_Excerpted text_.
I have what feels like a laundry list of diagnoses, and many of them are completely misunderstood, misrepresented, or mocked in a way that causes harm. So today is all about the mental disorders I have, what they actually are, what they certainly are not, and what I wish society would stop doing. I’ll also give you a sneak peek into life with them and how I manage everything.

Generalized Anxiety Disorder (GAD)

What it is: persistent and excessive worry that seems uncontrollable

What it isn’t: being nervous

What’s the difference?: Anxiety feels like a pit in your stomach, a lump in your throat, and the fear that something bad is going to happen…except you don’t know what. It’s worrying about money, your job, your family and their health, or simply worrying about life despite the reality of the situation. Being nervous for a presentation or a meeting is not anxiety (unless, ya know, you’ve been properly diagnosed).

Recorded data:
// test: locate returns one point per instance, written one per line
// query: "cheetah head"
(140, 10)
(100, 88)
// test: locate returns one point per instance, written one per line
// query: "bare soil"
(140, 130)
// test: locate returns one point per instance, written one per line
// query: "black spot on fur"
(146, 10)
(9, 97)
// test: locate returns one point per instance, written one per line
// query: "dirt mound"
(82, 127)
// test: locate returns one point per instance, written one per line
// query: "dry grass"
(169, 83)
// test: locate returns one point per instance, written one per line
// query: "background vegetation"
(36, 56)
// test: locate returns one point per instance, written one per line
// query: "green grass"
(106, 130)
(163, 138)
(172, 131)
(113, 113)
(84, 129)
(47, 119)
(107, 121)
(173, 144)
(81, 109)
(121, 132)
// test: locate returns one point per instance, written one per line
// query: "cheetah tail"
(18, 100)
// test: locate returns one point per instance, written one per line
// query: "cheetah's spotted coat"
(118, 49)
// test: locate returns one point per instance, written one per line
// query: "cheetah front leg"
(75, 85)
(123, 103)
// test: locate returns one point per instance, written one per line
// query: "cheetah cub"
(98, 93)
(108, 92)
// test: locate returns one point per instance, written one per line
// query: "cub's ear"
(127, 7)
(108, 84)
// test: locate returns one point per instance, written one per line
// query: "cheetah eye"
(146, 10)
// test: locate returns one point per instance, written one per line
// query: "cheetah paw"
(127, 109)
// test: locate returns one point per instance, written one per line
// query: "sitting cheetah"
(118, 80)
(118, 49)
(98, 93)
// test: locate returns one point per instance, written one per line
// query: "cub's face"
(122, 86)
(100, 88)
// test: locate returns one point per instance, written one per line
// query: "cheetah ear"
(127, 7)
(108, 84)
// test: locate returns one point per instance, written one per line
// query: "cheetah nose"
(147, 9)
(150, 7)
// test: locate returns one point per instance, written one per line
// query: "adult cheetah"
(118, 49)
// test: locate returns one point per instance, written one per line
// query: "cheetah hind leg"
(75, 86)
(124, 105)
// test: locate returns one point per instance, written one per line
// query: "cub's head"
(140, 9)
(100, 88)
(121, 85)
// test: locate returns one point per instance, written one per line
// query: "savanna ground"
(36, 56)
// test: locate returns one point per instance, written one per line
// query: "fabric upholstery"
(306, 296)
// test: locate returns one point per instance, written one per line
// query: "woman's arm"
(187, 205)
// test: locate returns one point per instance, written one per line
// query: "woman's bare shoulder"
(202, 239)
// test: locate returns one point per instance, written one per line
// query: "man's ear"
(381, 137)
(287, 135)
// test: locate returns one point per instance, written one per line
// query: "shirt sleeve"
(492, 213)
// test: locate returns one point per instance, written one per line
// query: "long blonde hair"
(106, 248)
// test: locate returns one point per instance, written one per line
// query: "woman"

_Tasks for this exercise_.
**a.** Translate this sentence from the text on mental disorders into Spanish: "I’ll also give you a sneak peek into life with them and how I manage everything."
**b.** Please turn the paragraph of the text on mental disorders that begins "What’s the difference?" into a short bulleted list that keeps its main facts.
**c.** Write the next part of the text on mental disorders, picking up after its final sentence.

_Per-task answers_.
**a.** También te daré un adelanto de cómo es la vida con ellos y de cómo lo manejo todo.

**b.**
- Anxiety feels like a pit in the stomach, a lump in the throat, and a fear that something bad will happen without knowing what.
- It involves worrying about money, a job, family and their health, or life in general, regardless of the actual situation.
- Being nervous before a presentation or meeting is not anxiety, unless there has been a proper diagnosis.

**c.**
Stop saying “I’m so anxious” about every little inconvenience in your life because it minimizes the struggles of those battling GAD daily.

Panic disorder

What it is: a type of anxiety disorder that makes one feel out of control, coupled with physical symptoms

What it isn’t: a minor freak out

What’s the difference?: Panic attacks are the scariest thing I have ever experienced, to the point that I once went to the hospital because I couldn’t breathe and my body was depleted of oxygen. That was the first time 911 has been called for me, and I needed to be hooked up to oxygen. I was hyperventilating, my heart was racing, my blood pressure was through the roof, I was shaky, and it felt like an elephant was sitting on my chest.

Stop saying “omg I’m having a panic attack” when you damn well know you aren’t. It’s often tossed around as something light, but it’s a terrifying situation.

Obsessive Compulsive Disorder (OCD)

What it is: a chronic condition involving recurring thoughts and behaviors

What it isn’t: being organized, tidy, or clean

What’s the difference?: Imagine not being able to sleep because you have to check that the door is locked every 5 minutes because you think someone may break in. Imagine standing in front of the mirror for hours at a time body checking and nitpicking every single perceived flaw. Imagine your hands getting raw and cracked because of excessive hand-washing. Imagine your thoughts racing so much that you can’t catch a break and you think it’ll never end.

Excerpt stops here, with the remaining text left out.